Exercise description: Find each line in the records below that contains the word "pointer" and copy those lines out in full.

Dataset records:
⁂

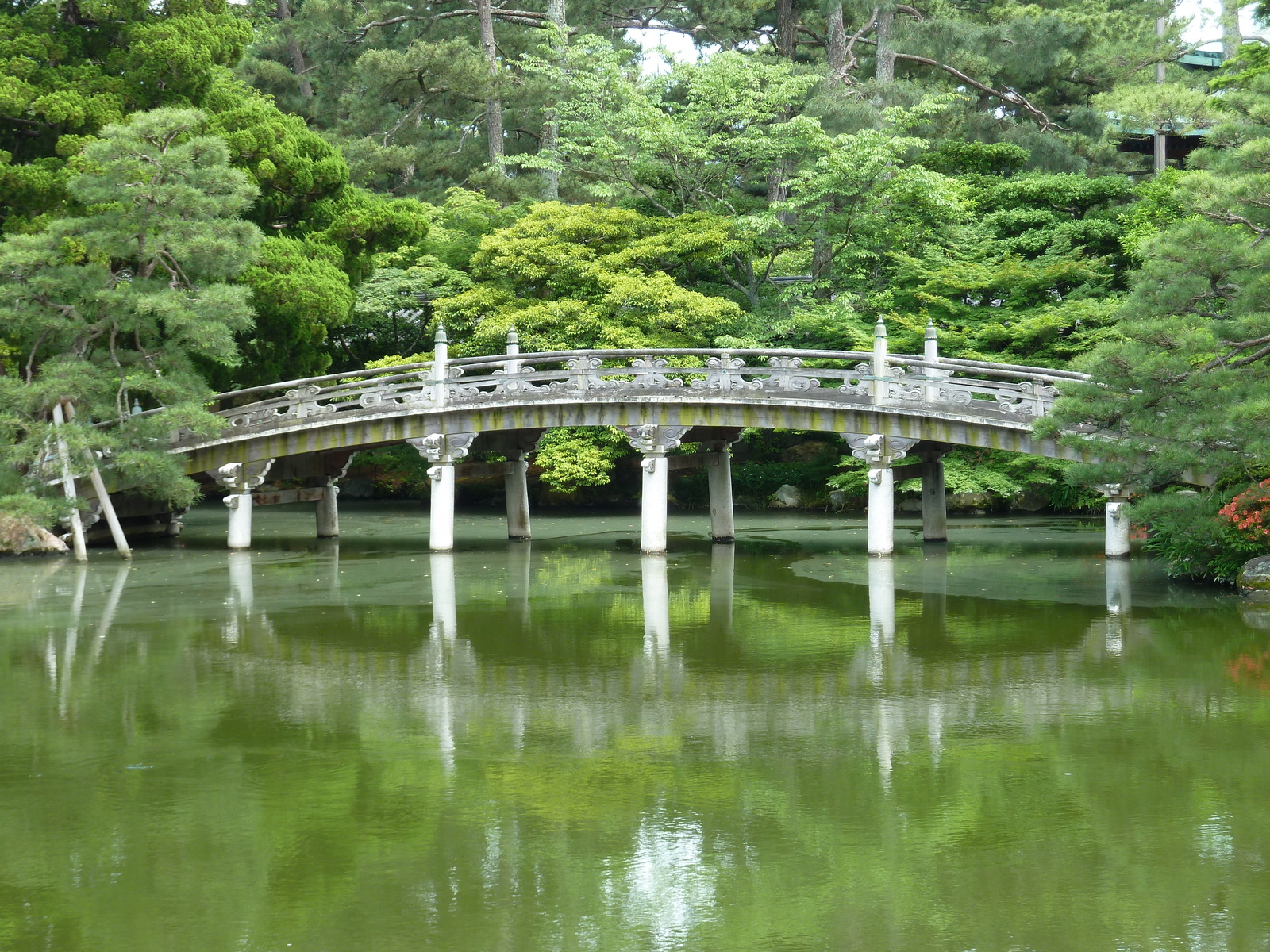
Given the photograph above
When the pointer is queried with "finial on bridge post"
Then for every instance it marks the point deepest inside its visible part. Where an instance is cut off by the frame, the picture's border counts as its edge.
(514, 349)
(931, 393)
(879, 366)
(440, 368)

⁂

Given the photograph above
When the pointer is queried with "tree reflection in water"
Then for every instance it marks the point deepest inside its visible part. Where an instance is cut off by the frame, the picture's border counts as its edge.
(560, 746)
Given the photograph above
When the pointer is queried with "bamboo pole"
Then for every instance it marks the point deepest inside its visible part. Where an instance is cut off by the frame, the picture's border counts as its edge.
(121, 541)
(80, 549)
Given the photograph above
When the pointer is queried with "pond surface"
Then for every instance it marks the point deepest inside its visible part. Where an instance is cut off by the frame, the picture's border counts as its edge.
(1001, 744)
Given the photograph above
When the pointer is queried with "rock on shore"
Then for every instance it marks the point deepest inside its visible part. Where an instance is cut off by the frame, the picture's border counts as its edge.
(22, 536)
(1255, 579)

⁂

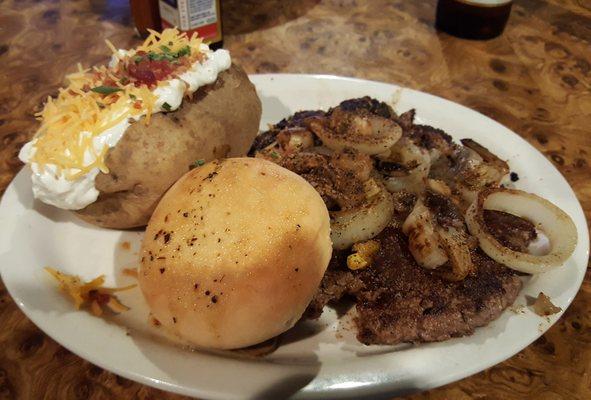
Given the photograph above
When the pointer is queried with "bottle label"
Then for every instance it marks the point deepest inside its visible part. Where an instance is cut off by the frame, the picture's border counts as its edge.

⁂

Written answer:
When the pointer is queried with "finial on bridge post"
When the pointer is queried with "tree reflection in water"
When the pointer is queried with "bamboo pole"
When the pointer is queried with "pond surface"
When the pointer is queried with "rock on shore"
When the pointer is queried with "bottle label"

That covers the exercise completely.